Data to process.
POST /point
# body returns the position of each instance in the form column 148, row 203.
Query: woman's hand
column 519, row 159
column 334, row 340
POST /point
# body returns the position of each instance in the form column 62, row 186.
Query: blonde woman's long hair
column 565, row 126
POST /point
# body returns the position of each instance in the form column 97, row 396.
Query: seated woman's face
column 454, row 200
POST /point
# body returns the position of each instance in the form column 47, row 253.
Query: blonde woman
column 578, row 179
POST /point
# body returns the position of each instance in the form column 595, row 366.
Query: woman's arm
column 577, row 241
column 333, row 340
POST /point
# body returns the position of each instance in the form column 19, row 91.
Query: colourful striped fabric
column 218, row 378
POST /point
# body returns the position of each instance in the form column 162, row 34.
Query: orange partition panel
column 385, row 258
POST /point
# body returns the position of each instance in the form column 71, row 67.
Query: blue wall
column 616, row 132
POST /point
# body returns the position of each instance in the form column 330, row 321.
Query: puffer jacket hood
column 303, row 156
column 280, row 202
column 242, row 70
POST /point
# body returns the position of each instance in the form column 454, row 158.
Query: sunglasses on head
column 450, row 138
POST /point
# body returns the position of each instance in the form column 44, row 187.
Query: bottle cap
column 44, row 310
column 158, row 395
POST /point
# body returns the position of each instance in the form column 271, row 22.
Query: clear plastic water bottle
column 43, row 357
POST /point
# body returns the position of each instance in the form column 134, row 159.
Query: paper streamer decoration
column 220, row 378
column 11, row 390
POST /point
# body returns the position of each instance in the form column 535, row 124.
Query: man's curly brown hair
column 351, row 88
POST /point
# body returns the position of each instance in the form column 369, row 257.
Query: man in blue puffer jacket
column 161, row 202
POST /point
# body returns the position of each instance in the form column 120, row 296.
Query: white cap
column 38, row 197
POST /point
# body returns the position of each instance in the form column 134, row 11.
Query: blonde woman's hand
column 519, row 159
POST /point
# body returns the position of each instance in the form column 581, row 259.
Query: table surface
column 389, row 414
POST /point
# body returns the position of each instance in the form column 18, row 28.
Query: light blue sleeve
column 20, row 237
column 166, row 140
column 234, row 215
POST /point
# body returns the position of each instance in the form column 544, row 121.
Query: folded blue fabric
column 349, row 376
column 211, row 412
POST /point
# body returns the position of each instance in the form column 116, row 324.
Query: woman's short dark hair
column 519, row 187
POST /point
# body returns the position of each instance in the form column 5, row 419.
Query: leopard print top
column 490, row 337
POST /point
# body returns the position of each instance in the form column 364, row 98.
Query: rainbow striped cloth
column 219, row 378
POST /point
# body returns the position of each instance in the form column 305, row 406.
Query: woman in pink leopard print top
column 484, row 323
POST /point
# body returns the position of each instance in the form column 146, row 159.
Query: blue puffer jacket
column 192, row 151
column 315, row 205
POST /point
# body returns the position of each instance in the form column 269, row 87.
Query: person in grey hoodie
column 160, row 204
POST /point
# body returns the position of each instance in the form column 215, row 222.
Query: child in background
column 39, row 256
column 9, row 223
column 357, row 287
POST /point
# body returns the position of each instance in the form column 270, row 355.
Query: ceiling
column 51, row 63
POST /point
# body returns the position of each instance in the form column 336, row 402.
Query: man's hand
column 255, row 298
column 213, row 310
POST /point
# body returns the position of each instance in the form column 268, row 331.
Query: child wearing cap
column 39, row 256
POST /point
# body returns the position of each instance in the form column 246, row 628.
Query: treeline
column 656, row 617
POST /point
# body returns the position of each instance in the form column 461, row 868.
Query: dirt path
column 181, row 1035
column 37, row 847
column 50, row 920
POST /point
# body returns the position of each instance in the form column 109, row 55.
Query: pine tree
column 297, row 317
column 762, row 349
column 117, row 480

Description of the task. Transcribe all of the material exactly. Omit nothing.

Finished task.
POST /point
# body returns the position of each instance in the form column 148, row 203.
Query: woman's hand
column 519, row 159
column 334, row 340
POST /point
# body returns the position of each instance in the form column 62, row 186.
Query: blonde woman's long hair
column 565, row 126
POST /point
# body returns the position of each instance in the form column 97, row 396.
Query: seated woman's face
column 454, row 200
POST /point
# body returns the position of each instance in the form column 47, row 253.
Query: blonde woman
column 578, row 179
POST /point
# body returns the position of each instance in the form column 595, row 366.
Query: woman's arm
column 577, row 241
column 333, row 340
POST /point
# body returns the position of each instance in the form column 19, row 91.
Query: colourful striped fabric
column 218, row 378
POST /point
# body returns the position of each instance in the form column 162, row 34.
Query: orange partition panel
column 385, row 258
POST /point
# body returns the position of each instance in the form column 71, row 67.
Query: blue wall
column 616, row 132
POST /point
# body returns the position of each instance in the form column 330, row 321.
Query: puffer jacket hood
column 303, row 156
column 280, row 202
column 242, row 70
POST /point
# body returns the position of each instance in the form column 454, row 158.
Query: sunglasses on head
column 450, row 138
POST /point
# body returns the position of each instance in the form column 44, row 187.
Query: bottle cap
column 44, row 310
column 158, row 395
POST /point
# body returns the position of each instance in the form column 271, row 22.
Query: clear plastic water bottle
column 43, row 357
POST /point
# body returns the position of each instance in the form column 134, row 159.
Query: paper streamer decoration
column 220, row 378
column 11, row 390
POST /point
# body returns the position of each instance in the form column 535, row 124.
Query: man's curly brown hair
column 351, row 88
POST /point
# body returns the position of each instance in the form column 369, row 257.
Query: man in blue puffer jacket
column 161, row 202
POST /point
# body returns the position of each instance in the form column 120, row 296.
Query: white cap
column 38, row 197
POST /point
# body returns the position of each instance in the form column 134, row 11.
Query: blonde woman's hand
column 519, row 159
POST /point
# body returns the position of each instance in the form column 581, row 259.
Query: table surface
column 389, row 414
POST /point
# body returns the position of each instance in the form column 18, row 28.
Query: light blue sleeve
column 20, row 237
column 166, row 140
column 234, row 215
POST /point
# body returns the position of each instance in the form column 544, row 121.
Query: folded blue fabric
column 349, row 376
column 211, row 412
POST /point
# body returns the position of each instance in the form column 116, row 324.
Query: woman's short dark hair
column 519, row 187
POST /point
# body returns the position of each instance in the form column 5, row 419.
Query: leopard print top
column 490, row 337
POST /point
# body returns the position of each instance in the form column 364, row 98.
Query: rainbow striped cloth
column 219, row 378
POST /point
# body returns the position of each instance in the form column 305, row 406.
Query: woman in pink leopard print top
column 484, row 323
POST /point
# body returns the position of each instance in the form column 146, row 159.
Query: blue puffer jacket
column 192, row 151
column 315, row 205
POST /point
# body returns the position of each instance in the form column 269, row 87.
Query: person in grey hoodie
column 160, row 204
POST /point
# body returns the position of each instance in the form column 215, row 222.
Query: child in background
column 39, row 256
column 9, row 223
column 357, row 287
POST /point
# body returns the position of each instance in the form column 270, row 355.
Query: ceiling
column 51, row 63
POST /point
# body returns the position of each instance in the form column 336, row 402.
Query: man's hand
column 255, row 298
column 213, row 310
POST /point
# body returns the position of each instance in the form column 268, row 331.
Query: child wearing cap
column 39, row 256
POST /point
# body returns the position of each instance in the form column 246, row 628.
Query: treeline
column 656, row 617
POST /point
# body returns the position of each instance in the form column 461, row 868.
Query: dirt path
column 181, row 1035
column 37, row 847
column 50, row 920
POST /point
# body returns the position of each instance in the form column 109, row 55.
Query: pine tree
column 297, row 317
column 762, row 349
column 117, row 480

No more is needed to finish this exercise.